Lines of data:
· · ·
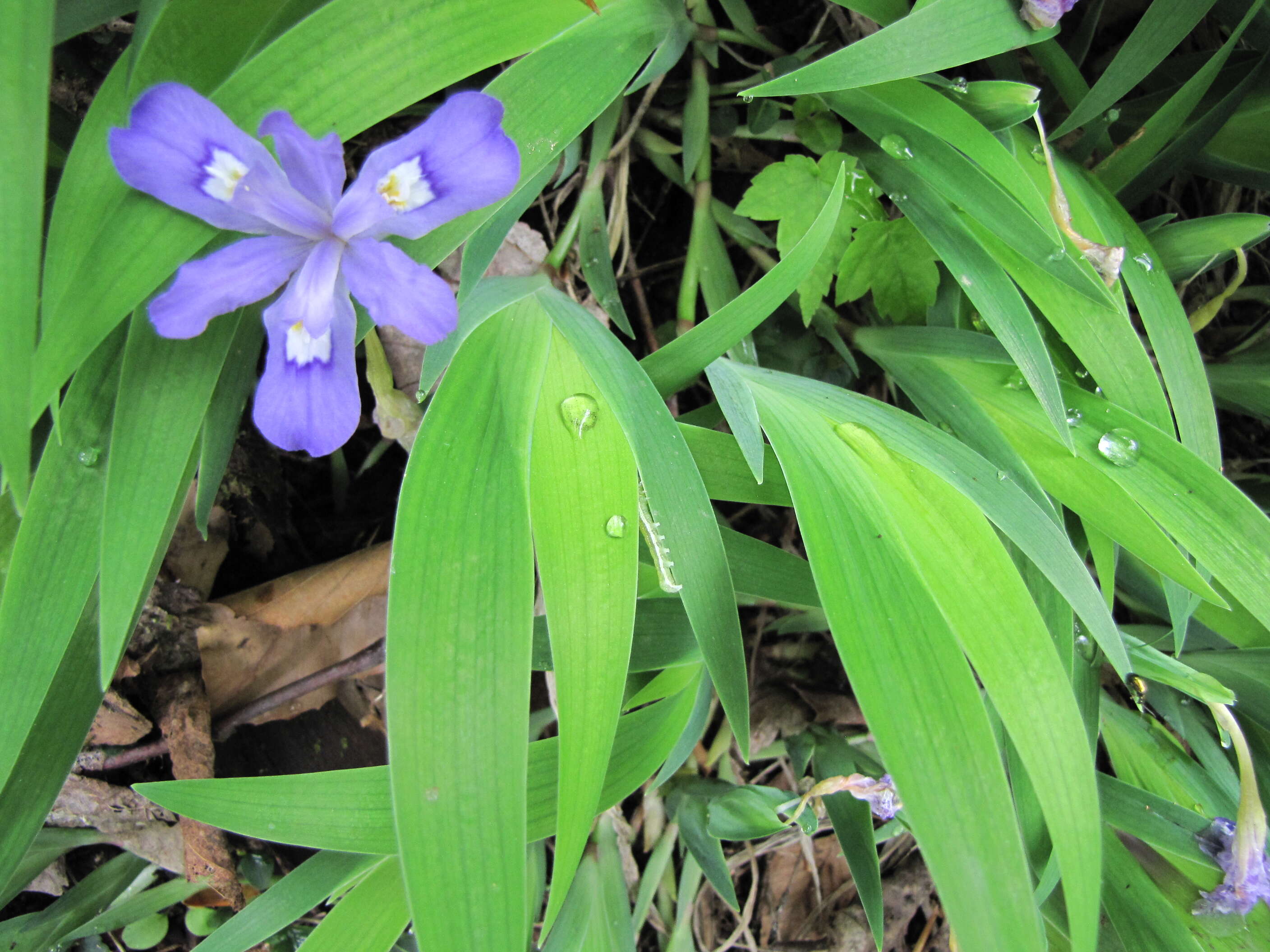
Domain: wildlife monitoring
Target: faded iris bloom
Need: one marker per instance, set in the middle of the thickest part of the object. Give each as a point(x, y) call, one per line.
point(318, 239)
point(1247, 878)
point(1043, 14)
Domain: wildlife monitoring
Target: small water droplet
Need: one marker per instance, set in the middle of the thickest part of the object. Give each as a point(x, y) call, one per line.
point(580, 413)
point(1017, 381)
point(896, 148)
point(1119, 447)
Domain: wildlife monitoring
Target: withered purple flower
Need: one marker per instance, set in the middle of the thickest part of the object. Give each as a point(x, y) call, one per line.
point(1043, 14)
point(321, 243)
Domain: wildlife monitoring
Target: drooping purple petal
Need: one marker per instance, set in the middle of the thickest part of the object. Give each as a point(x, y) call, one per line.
point(458, 160)
point(399, 291)
point(314, 167)
point(312, 296)
point(1043, 14)
point(184, 151)
point(1241, 889)
point(308, 397)
point(225, 281)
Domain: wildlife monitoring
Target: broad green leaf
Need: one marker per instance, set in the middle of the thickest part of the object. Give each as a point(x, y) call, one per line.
point(986, 282)
point(910, 676)
point(892, 259)
point(40, 932)
point(96, 272)
point(742, 416)
point(225, 414)
point(24, 70)
point(990, 610)
point(1143, 918)
point(1161, 28)
point(584, 513)
point(459, 632)
point(168, 381)
point(55, 555)
point(939, 36)
point(1187, 249)
point(299, 892)
point(370, 918)
point(793, 192)
point(352, 810)
point(676, 498)
point(1192, 500)
point(673, 366)
point(727, 472)
point(1006, 504)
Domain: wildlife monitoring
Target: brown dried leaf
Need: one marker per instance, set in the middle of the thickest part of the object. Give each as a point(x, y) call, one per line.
point(117, 723)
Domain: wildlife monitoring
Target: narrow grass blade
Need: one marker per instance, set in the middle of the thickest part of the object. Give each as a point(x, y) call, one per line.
point(459, 632)
point(24, 69)
point(300, 890)
point(911, 679)
point(939, 36)
point(677, 499)
point(370, 918)
point(159, 380)
point(352, 810)
point(584, 513)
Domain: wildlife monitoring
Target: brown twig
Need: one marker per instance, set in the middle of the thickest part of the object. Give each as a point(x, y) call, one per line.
point(364, 660)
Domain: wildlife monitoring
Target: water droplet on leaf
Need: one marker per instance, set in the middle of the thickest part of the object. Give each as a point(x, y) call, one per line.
point(580, 413)
point(896, 148)
point(1119, 447)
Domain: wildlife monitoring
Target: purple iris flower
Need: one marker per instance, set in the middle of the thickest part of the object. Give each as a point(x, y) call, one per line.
point(1043, 14)
point(1247, 878)
point(322, 244)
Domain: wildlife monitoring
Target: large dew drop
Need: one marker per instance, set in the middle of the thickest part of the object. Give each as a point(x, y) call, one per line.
point(580, 413)
point(896, 148)
point(1119, 447)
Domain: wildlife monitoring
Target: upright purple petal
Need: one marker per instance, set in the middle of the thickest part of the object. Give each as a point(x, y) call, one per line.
point(184, 151)
point(399, 291)
point(312, 296)
point(225, 281)
point(314, 167)
point(308, 397)
point(458, 160)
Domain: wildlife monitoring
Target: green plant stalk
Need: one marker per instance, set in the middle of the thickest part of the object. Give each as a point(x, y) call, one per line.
point(701, 219)
point(1252, 819)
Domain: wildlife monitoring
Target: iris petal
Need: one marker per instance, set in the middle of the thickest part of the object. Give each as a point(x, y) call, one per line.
point(460, 155)
point(314, 167)
point(184, 151)
point(225, 281)
point(314, 407)
point(399, 291)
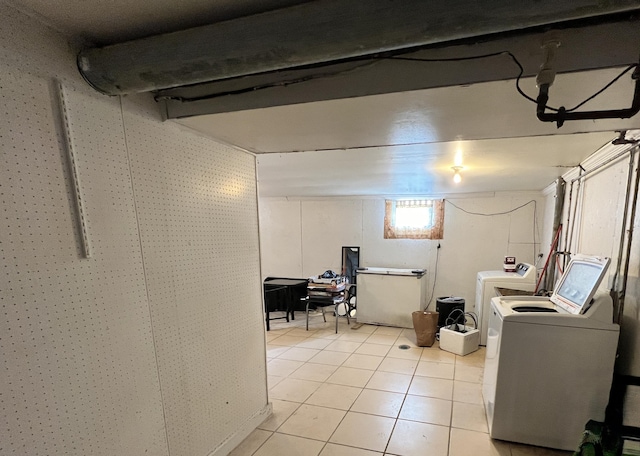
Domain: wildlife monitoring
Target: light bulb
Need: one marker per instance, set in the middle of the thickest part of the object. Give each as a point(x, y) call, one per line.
point(456, 174)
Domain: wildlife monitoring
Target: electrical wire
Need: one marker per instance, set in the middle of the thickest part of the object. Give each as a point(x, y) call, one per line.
point(476, 57)
point(535, 217)
point(494, 213)
point(372, 60)
point(613, 81)
point(435, 276)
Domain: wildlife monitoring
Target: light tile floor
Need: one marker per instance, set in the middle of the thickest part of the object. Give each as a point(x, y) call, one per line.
point(357, 393)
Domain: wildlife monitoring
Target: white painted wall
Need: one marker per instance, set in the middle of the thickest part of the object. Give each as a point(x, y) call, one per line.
point(596, 214)
point(471, 243)
point(155, 344)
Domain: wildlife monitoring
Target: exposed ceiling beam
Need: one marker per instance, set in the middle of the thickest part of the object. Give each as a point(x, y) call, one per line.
point(583, 47)
point(312, 33)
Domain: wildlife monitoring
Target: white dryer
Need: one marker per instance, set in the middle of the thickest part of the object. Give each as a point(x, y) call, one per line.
point(549, 361)
point(524, 278)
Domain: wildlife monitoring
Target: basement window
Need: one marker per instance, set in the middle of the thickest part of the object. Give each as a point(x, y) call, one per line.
point(413, 219)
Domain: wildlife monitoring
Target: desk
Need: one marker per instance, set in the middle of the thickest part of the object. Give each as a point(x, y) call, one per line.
point(282, 294)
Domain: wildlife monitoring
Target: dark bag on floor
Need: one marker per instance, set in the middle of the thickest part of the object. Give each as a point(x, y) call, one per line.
point(426, 325)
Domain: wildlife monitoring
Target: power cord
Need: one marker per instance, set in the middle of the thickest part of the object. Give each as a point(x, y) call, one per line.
point(435, 276)
point(372, 60)
point(535, 217)
point(520, 73)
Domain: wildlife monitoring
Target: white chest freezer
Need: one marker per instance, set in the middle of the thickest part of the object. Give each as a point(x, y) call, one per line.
point(524, 278)
point(388, 296)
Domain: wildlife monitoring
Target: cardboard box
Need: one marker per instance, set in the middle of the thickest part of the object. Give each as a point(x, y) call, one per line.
point(460, 343)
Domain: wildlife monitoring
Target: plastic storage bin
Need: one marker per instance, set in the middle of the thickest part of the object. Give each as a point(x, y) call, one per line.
point(460, 343)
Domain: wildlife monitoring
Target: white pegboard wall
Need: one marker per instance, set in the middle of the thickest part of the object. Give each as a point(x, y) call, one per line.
point(174, 273)
point(77, 366)
point(197, 207)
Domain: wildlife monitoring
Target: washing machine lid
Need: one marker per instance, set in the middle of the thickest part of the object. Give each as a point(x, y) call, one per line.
point(579, 283)
point(524, 272)
point(541, 311)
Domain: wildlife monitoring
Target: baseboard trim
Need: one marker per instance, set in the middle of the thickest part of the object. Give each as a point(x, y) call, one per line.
· · ·
Repeat all the records above exactly, leaving out any pictures.

#### [Reply]
Domain: wildlife monitoring
Target: faded iris bloom
Need: one marker per instance, set in the middle of the thickest part of the object. Give each as a point(x, y) call, one per line.
point(318, 239)
point(1247, 878)
point(1043, 14)
Domain: wildlife monitoring
Target: small water droplet
Need: one marker per instance, set in the middle of the thickest part of the object. Give each as a point(x, y) call, one per line.
point(580, 413)
point(1017, 381)
point(896, 148)
point(1119, 447)
Domain: wildlife monitoring
Target: withered purple flower
Need: one marker per instance, set in the middle of the thickest part of the object. Give each as a point(x, y) call, one per line.
point(1043, 14)
point(321, 243)
Domain: wildlife monitoring
Target: drooping purple petal
Need: one marker per instance, set in the middle of the thickest part of the object. Give each as a point(x, y) call, one per line.
point(458, 160)
point(399, 291)
point(314, 167)
point(312, 296)
point(1043, 14)
point(184, 151)
point(1241, 889)
point(308, 397)
point(225, 281)
Domain: wildlife monitoring
Target: broad green leaf
Need: one marker per instance, set in the middle of the thickest part of the object. Give each as a point(x, y) call, one per line.
point(986, 282)
point(910, 676)
point(892, 259)
point(40, 932)
point(96, 272)
point(742, 416)
point(225, 414)
point(24, 70)
point(990, 610)
point(1143, 918)
point(1161, 28)
point(584, 513)
point(459, 632)
point(168, 381)
point(55, 555)
point(939, 36)
point(1187, 249)
point(299, 892)
point(370, 918)
point(793, 192)
point(352, 810)
point(676, 498)
point(1192, 500)
point(673, 366)
point(727, 472)
point(1006, 504)
Domain: wildlife monitoring
Target: brown dried leaf
Need: one marker per instance, set in the middle of the thickest part of the object. Give each as a point(x, y) call, one per line.
point(117, 723)
Domain: wildlife monitoring
Target: narrow grass blade
Need: one marker per instance, set in the middle of the thickest part of the object. Give each as a point(x, y) call, one per line.
point(459, 632)
point(24, 69)
point(300, 890)
point(911, 679)
point(939, 36)
point(677, 499)
point(370, 918)
point(159, 380)
point(352, 810)
point(584, 513)
Domain: wildlife monitoring
Target: brown twig
Need: one marker per instance, set in the middle of the thickest part of the object. Give each as a point(x, y) call, one per line.
point(364, 660)
Domain: wildlife monitoring
Target: water droplet on leaf
Need: one marker per instance, set in the middle of the thickest part of the object. Give each as a point(x, y) call, one per line.
point(580, 413)
point(896, 148)
point(1119, 447)
Domain: wildlife monitoring
Target: purple iris flower
Need: one marker per instance, set in the middle of the thickest part of the object. Give each as a point(x, y) call, one per line.
point(1043, 14)
point(1247, 878)
point(322, 244)
Domain: wildlife monitoring
Target: large dew drop
Need: one marker per instance, set in the middle of the thickest part of the object. Give each as a point(x, y) call, one per line.
point(580, 413)
point(896, 148)
point(1119, 447)
Domain: wildlife monitoring
Target: upright purple petal
Need: one marker per instance, set in the middle of the thickest part of the object. Give each as a point(x, y) call, one per line.
point(184, 151)
point(399, 291)
point(312, 296)
point(225, 281)
point(314, 167)
point(308, 397)
point(458, 160)
Domain: wildlife monitoring
Target: green plant stalk
Need: one marker per instance, set in the middle of the thickest part of the object. Give each as a point(x, y) call, one per line.
point(701, 219)
point(1252, 819)
Domain: wildlife monitoring
Target: iris petal
Need: one marker per instance, set in the middle of the thickest part of the object. Give each as a point(x, y) call, one per line.
point(460, 155)
point(314, 167)
point(184, 151)
point(225, 281)
point(314, 407)
point(399, 291)
Domain: wildlife monitoring
Target: light bulb
Need: one marker per instance, set in the middle of the thickest part of the object. Give each as a point(x, y) call, one per line.
point(456, 174)
Domain: wildlife monitoring
Target: electrical wire
Need: one marker per instance, set in the middle of the thickest part of the object. Give each as a point(x, y) call, one per line.
point(476, 57)
point(535, 217)
point(494, 213)
point(372, 60)
point(613, 81)
point(435, 276)
Domain: wildlife monitoring
Target: light tile floor
Need: one marker per instance, set in the middle of the thickest part of the object. Give each as a point(x, y) call, one per line.
point(357, 393)
Domain: wildlife monitoring
Target: white painted wall
Need: one marker per instance, set in the middle of the thickest part of the object. Give each as a point(x, y) call, one per line.
point(596, 214)
point(471, 243)
point(155, 344)
Domain: wildlife monitoring
Target: exposed ceiling beam
Need: one marker per instance, set in the middle of the thickest part of the object. Give each as a point(x, y) call, one per line.
point(583, 47)
point(312, 33)
Domain: wildlife monitoring
Target: white dryer
Need: one marker per instance, set in the middle of the thickest part of the object. Give each as a point(x, y) call, one per line.
point(549, 361)
point(524, 278)
Domain: wildlife monitoring
Target: basement window
Need: one marker per instance, set in the middle of the thickest part of the object. Give each as a point(x, y) call, one per line.
point(413, 219)
Domain: wildlife monitoring
Target: desk
Need: one marker per instance, set in the middle of the thickest part of the object. Give each as a point(x, y) call, one per line.
point(282, 294)
Domain: wildlife monitoring
Target: dark bag on floor
Need: one marker per instance, set in the middle of the thickest part of the object. Give each as a point(x, y) call, one per line.
point(426, 325)
Domain: wildlife monitoring
Target: power cord
Need: one marker per instance, set in the middle of the thickest part of the object. Give each as a point(x, y) call, one per line.
point(435, 276)
point(372, 60)
point(535, 217)
point(520, 73)
Domain: wildlife monitoring
Target: white chest freezer
Need: one marker per instance, set in the middle of the thickest part of the object. Give each as a point(x, y) call, one per line.
point(524, 278)
point(388, 296)
Domain: wildlife monitoring
Target: cardboard box
Need: one marker per instance, set in the middle of the thickest part of the object. Give each as a point(x, y) call, one per line.
point(460, 343)
Domain: wildlife monitoring
Target: plastic storage bin
Need: one marker per instance, set in the middle of the thickest part of the object. Give each as a point(x, y) call, one per line.
point(460, 343)
Domain: wildlife monitoring
Target: white pegboard wall
Need: one marker per instance, set in the middle of the thickest part of the object. Give each as a point(x, y) call, one per line.
point(174, 273)
point(77, 366)
point(197, 207)
Domain: wildlife monitoring
Target: washing machine lid
Need: one marker per instance, set in the middle of the thickest part of the object. Give each as a point(x, y) call, one per line.
point(579, 283)
point(524, 272)
point(541, 311)
Domain: wildlife monitoring
Target: baseboard trim
Need: one marker per instance, set in the middle of the thickest part of the object. Give each as a point(x, y) call, one per line.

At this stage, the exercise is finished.